Records from a data collection:
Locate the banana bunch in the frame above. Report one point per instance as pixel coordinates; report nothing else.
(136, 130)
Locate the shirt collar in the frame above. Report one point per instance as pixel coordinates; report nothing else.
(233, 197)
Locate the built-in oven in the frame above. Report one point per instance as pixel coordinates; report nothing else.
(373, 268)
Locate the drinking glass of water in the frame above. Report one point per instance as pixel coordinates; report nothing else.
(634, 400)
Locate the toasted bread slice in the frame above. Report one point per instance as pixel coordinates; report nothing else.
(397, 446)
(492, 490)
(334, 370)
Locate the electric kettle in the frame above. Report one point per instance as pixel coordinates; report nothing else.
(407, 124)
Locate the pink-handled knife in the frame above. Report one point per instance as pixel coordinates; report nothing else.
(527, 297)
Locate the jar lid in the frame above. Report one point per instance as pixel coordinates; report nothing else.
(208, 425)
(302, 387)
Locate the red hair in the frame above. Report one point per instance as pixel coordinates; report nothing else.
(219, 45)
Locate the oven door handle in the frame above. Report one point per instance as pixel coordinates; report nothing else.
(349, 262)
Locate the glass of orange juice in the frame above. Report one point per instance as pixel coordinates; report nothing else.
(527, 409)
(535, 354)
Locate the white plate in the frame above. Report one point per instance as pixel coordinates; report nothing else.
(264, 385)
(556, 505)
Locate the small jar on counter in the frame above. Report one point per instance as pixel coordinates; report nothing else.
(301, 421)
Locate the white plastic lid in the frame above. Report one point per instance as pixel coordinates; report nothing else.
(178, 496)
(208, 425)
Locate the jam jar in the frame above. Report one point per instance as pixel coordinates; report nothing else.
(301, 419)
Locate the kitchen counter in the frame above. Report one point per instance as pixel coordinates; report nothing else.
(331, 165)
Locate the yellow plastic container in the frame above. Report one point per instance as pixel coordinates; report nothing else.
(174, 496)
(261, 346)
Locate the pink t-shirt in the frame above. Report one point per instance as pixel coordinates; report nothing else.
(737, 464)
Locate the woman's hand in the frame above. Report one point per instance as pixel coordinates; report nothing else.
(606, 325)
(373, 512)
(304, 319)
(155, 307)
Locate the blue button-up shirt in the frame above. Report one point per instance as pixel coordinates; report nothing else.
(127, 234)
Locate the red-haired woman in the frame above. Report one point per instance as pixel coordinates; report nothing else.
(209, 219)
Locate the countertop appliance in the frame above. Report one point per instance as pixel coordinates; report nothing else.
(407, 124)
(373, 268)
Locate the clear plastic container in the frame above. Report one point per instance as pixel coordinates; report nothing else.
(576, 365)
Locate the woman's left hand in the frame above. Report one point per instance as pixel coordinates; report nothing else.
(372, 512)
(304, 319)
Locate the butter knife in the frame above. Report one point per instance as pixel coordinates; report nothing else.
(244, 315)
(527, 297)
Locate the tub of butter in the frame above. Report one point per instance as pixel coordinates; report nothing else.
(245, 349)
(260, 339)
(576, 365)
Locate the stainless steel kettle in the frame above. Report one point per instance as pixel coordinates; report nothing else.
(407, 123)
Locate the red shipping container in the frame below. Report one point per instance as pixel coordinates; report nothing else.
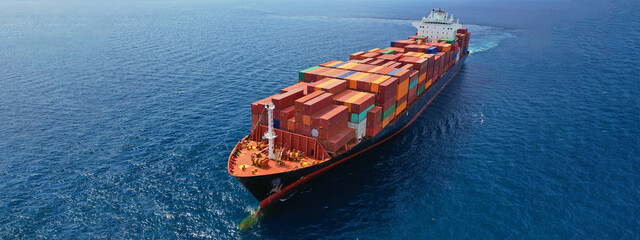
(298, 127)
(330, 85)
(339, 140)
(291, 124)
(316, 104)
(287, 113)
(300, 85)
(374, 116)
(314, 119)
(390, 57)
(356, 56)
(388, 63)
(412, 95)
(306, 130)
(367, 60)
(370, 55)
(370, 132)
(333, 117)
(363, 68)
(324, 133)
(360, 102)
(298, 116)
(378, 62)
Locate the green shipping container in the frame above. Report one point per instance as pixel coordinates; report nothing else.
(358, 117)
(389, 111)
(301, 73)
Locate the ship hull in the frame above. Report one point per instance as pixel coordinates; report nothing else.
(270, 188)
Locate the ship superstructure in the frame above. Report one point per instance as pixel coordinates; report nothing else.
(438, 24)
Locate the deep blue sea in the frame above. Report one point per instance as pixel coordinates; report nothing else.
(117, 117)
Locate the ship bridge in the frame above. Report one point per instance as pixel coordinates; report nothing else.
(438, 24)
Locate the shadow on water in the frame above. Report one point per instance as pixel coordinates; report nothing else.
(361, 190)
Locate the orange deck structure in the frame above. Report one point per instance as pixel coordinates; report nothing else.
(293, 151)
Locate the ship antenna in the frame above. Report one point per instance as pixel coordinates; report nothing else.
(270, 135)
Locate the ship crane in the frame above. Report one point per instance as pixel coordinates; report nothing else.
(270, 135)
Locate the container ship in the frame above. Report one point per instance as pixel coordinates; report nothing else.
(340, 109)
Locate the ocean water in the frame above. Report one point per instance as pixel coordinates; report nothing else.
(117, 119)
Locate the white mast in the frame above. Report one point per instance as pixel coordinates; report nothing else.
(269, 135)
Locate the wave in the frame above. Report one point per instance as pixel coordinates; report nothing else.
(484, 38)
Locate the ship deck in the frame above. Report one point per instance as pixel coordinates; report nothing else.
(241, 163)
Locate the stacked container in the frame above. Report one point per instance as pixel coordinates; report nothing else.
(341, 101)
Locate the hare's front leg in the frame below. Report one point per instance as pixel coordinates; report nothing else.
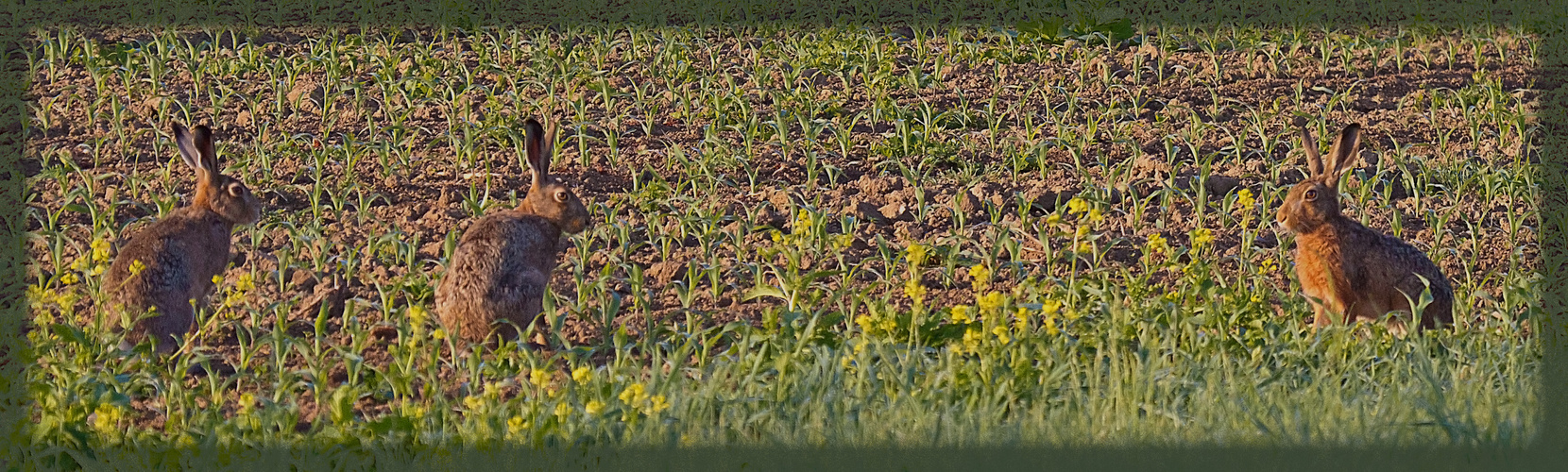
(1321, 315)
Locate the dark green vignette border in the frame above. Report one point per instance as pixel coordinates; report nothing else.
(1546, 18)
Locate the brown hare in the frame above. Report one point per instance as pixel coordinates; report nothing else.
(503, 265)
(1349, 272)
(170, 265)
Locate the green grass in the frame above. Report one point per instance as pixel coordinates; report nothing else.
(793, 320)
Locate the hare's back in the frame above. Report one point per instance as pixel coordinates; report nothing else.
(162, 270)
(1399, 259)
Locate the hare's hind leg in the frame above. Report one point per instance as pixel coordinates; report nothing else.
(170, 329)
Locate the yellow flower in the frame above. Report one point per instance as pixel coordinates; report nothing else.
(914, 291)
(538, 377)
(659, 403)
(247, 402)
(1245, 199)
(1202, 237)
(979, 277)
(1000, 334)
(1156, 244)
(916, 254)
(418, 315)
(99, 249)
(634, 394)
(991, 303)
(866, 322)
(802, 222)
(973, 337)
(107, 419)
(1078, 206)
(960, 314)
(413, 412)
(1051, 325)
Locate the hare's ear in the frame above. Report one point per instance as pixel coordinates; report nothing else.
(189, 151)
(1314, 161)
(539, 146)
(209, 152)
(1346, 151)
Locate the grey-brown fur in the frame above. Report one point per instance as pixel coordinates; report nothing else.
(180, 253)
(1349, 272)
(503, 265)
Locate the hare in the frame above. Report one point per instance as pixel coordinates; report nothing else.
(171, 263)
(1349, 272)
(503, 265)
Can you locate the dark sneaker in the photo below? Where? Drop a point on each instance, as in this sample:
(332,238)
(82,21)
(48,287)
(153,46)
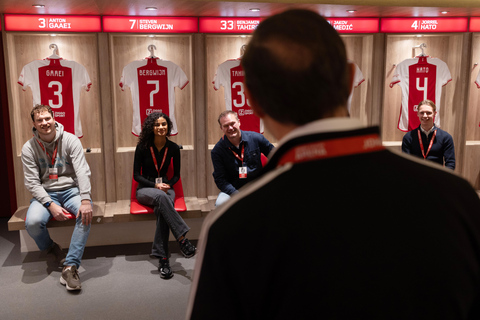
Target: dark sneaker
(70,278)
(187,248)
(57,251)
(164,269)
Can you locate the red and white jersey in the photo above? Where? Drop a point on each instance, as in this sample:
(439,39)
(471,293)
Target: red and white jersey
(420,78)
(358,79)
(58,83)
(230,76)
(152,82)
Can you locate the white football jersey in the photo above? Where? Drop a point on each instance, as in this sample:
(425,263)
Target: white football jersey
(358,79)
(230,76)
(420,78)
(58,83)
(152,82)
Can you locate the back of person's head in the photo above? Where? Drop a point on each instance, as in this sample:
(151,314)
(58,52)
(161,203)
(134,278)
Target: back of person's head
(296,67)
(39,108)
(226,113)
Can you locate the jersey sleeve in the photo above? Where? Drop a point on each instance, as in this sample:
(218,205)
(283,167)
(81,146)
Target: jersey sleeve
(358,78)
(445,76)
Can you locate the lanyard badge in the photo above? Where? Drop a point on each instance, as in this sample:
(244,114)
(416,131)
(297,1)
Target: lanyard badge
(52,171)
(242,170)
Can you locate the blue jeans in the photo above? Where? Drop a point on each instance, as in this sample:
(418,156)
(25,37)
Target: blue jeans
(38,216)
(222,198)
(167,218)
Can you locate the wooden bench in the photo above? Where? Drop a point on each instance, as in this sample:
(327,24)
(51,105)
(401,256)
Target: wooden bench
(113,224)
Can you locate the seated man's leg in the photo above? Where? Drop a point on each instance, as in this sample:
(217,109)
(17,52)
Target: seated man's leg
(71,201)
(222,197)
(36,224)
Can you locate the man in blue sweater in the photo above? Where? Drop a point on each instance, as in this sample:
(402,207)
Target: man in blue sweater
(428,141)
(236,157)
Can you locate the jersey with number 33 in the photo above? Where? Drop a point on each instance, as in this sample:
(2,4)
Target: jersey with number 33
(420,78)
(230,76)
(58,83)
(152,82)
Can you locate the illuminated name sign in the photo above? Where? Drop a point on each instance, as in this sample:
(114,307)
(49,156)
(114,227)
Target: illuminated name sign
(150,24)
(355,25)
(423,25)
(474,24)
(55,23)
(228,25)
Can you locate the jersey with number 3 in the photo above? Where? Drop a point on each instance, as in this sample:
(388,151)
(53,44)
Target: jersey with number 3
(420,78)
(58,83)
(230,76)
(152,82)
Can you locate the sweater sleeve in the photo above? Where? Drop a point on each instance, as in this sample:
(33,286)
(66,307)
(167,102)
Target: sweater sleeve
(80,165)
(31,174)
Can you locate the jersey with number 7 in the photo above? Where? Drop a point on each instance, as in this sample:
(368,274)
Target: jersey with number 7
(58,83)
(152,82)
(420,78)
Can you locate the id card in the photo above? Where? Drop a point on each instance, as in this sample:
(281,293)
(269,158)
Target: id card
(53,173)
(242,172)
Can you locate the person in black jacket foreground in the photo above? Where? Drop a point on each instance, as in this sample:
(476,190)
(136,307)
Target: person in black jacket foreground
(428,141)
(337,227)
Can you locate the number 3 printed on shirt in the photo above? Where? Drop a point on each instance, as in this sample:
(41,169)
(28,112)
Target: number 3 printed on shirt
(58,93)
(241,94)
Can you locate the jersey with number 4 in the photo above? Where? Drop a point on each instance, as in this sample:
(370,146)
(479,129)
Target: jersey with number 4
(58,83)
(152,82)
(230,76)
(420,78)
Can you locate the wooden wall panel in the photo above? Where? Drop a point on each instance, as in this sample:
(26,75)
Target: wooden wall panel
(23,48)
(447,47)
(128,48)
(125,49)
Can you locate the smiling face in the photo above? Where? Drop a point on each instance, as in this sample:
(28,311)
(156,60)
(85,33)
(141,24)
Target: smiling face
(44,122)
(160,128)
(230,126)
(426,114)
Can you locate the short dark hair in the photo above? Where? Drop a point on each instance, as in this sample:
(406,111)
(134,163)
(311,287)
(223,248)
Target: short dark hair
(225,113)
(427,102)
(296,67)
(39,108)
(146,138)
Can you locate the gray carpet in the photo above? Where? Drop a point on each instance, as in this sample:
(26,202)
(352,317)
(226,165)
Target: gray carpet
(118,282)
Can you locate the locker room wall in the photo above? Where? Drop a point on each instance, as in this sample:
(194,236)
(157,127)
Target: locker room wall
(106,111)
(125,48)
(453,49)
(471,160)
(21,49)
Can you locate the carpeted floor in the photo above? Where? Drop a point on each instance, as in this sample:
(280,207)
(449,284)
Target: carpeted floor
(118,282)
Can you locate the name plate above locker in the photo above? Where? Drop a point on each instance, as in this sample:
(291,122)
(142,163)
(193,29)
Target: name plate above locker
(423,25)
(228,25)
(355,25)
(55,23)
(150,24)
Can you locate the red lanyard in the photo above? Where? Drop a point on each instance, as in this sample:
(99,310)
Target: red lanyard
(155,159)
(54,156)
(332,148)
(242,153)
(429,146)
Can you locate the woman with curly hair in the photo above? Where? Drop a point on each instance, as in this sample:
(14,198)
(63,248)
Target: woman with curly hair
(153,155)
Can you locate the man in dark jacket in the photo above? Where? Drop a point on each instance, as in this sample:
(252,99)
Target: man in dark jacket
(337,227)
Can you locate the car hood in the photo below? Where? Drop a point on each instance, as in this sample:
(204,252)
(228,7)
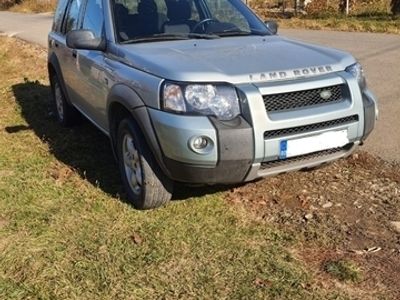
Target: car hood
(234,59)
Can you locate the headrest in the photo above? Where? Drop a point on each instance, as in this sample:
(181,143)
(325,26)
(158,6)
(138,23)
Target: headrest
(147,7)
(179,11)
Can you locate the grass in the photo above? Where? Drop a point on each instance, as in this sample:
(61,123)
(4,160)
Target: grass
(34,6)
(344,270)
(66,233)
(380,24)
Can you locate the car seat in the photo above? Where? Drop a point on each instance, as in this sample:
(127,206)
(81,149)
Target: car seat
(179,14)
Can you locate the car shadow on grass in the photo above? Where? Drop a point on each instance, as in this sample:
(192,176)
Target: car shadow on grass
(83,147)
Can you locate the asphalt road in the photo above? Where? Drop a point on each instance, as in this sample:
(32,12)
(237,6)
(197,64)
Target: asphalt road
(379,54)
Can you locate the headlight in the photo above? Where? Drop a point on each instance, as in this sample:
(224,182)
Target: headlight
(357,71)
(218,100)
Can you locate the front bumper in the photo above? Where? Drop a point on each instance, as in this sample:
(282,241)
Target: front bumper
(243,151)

• **Objective**: Output only the lines from the one holding "Can you locate the car seat" through the last line above, exactly as they appear.

• **Reply**:
Can you locate the car seat in the photo above? Where? Drop a point on each instance, as in this sample:
(127,206)
(81,149)
Target: car seat
(179,14)
Can you locate the car shadow on grass in the photo above? Where? Drop a point on each instance, as in this sample:
(192,176)
Target: car shadow on grass
(83,147)
Can you locate the asphalt road in the photo above? Where? Drop a point on each instance, as in this sample:
(32,12)
(237,6)
(197,64)
Target: asphalt road
(379,54)
Can you locate the headlight in the photo above? Where? Drop a point on each instance, as in this sample:
(224,182)
Target: headlight
(357,71)
(218,100)
Can you locate the front bumper in the photo above? Where? Drop a point on each instance, as in this sample:
(282,241)
Target: front bumper
(243,151)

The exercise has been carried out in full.